# Consigne:
Recopiez, s'il vous plaît, le passage du commentaire d'arrêt en commençant par « La Cour affirme » et en allant jusqu'à « des services européens. ». Remplacez-y « opérateur » par « exploitant ».

Cour de justice de l’Union européenne, le 15 septembre 2011, n°C-347/09

La Cour de justice de l’Union européenne a rendu le 15 septembre 2011 un arrêt fondamental concernant la régulation nationale des jeux de hasard. Des gérants de société faisaient l’objet de poursuites pénales en Autriche pour avoir proposé des jeux de casino sur internet sans concession nationale. Le Bezirksgericht Linz a saisi la Cour d’une demande de décision préjudicielle portant sur l’interprétation de la liberté d’établissement et de prestation de services. Le litige soulevait la question de la conformité d’un monopole d’État face à des opérateurs disposant déjà de licences dans d’autres États membres. La Cour devait déterminer si une législation restrictive et sanctionnée pénalement pouvait se justifier par des objectifs de protection des consommateurs. L’étude du régime juridique de ces entraves précédera l’examen des critères de proportionnalité imposés par la Cour pour justifier une mesure aussi restrictive.

**I. L’affirmation de l’emprise du droit de l’Union sur les monopoles nationaux**

**A. Le champ d’application de la libre prestation des services aux infrastructures numériques**

La Cour affirme d’abord que l’utilisation d’une infrastructure informatique locale ne modifie pas la nature de la prestation de services fournie par internet. L’article 49 du traité s’applique dès lors qu’un opérateur établi dans un État membre propose des jeux de hasard dans un autre État. Le fait que l’opérateur utilise un serveur ou des services de soutien informatique dans l’État d’accueil n’entraîne pas nécessairement l’application de la liberté d’établissement. La Cour précise que « l’article 49 ce trouve-t-il à s’appliquer lorsque l’opérateur de jeux de hasard se sert non pas d’intermédiaires, mais d’un simple prestataire ». Cette qualification juridique permet de soumettre l’intégralité du dispositif de contrôle national aux exigences fondamentales de la libre prestation des services européens.

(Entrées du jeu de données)
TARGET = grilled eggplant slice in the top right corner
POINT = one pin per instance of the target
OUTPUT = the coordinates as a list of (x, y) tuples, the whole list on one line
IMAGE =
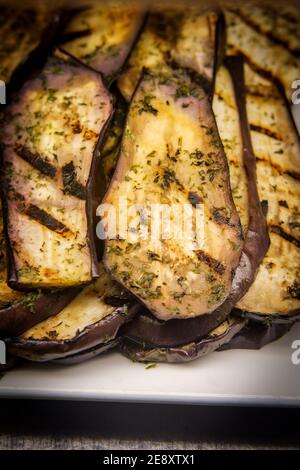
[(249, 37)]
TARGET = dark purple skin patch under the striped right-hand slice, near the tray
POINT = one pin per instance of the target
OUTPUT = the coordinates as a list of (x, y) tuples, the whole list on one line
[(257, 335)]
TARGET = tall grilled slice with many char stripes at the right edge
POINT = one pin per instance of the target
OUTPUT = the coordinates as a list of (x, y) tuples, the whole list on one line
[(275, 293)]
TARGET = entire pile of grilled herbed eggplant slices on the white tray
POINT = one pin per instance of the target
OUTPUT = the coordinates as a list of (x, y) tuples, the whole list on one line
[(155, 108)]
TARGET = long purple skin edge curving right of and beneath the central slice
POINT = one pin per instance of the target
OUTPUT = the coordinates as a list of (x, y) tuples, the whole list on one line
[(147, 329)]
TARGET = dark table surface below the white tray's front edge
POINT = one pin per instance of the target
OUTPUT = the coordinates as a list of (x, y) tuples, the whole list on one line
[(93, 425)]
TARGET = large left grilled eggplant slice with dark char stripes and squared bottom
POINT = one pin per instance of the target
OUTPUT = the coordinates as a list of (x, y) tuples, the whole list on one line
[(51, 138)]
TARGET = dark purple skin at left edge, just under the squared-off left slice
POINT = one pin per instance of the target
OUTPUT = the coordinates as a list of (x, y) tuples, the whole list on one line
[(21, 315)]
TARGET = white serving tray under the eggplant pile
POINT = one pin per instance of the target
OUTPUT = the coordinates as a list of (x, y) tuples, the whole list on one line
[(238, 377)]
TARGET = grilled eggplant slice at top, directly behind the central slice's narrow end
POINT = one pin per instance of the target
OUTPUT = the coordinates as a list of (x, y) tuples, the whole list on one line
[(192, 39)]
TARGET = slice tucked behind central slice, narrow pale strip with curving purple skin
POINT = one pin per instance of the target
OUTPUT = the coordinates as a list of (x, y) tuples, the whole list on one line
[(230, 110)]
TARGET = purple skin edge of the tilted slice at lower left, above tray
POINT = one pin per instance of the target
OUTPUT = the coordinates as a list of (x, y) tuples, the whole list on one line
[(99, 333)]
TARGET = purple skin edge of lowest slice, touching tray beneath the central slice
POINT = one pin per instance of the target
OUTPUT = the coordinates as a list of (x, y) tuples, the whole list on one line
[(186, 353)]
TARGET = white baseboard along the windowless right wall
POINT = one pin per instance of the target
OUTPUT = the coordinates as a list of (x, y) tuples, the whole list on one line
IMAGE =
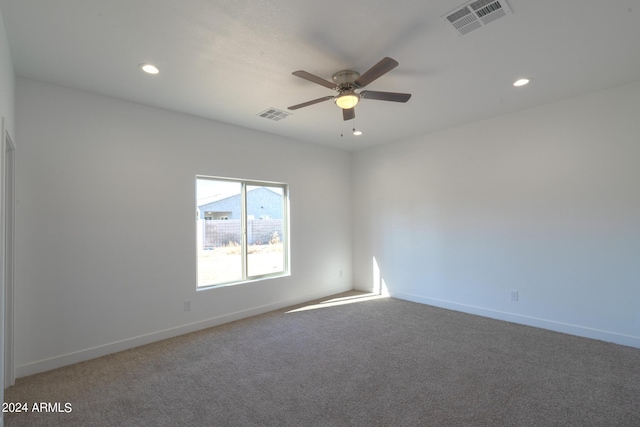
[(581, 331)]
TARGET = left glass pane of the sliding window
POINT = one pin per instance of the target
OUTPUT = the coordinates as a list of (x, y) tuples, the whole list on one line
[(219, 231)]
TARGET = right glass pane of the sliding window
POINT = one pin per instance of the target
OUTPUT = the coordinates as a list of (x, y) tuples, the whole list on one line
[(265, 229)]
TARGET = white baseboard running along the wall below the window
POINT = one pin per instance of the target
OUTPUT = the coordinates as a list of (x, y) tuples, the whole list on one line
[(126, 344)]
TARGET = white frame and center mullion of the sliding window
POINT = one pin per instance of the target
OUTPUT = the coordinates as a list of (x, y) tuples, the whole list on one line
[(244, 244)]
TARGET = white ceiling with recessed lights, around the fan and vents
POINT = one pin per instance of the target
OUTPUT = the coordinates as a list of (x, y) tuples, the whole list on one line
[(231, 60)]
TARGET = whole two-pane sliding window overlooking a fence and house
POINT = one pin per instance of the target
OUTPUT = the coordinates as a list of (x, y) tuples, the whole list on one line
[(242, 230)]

# Réponse attendue:
La Cour affirme d’abord que l’utilisation d’une infrastructure informatique locale ne modifie pas la nature de la prestation de services fournie par internet. L’article 49 du traité s’applique dès lors qu’un exploitant établi dans un État membre propose des jeux de hasard dans un autre État. Le fait que l’exploitant utilise un serveur ou des services de soutien informatique dans l’État d’accueil n’entraîne pas nécessairement l’application de la liberté d’établissement. La Cour précise que « l’article 49 ce trouve-t-il à s’appliquer lorsque l’exploitant de jeux de hasard se sert non pas d’intermédiaires, mais d’un simple prestataire ». Cette qualification juridique permet de soumettre l’intégralité du dispositif de contrôle national aux exigences fondamentales de la libre prestation des services européens.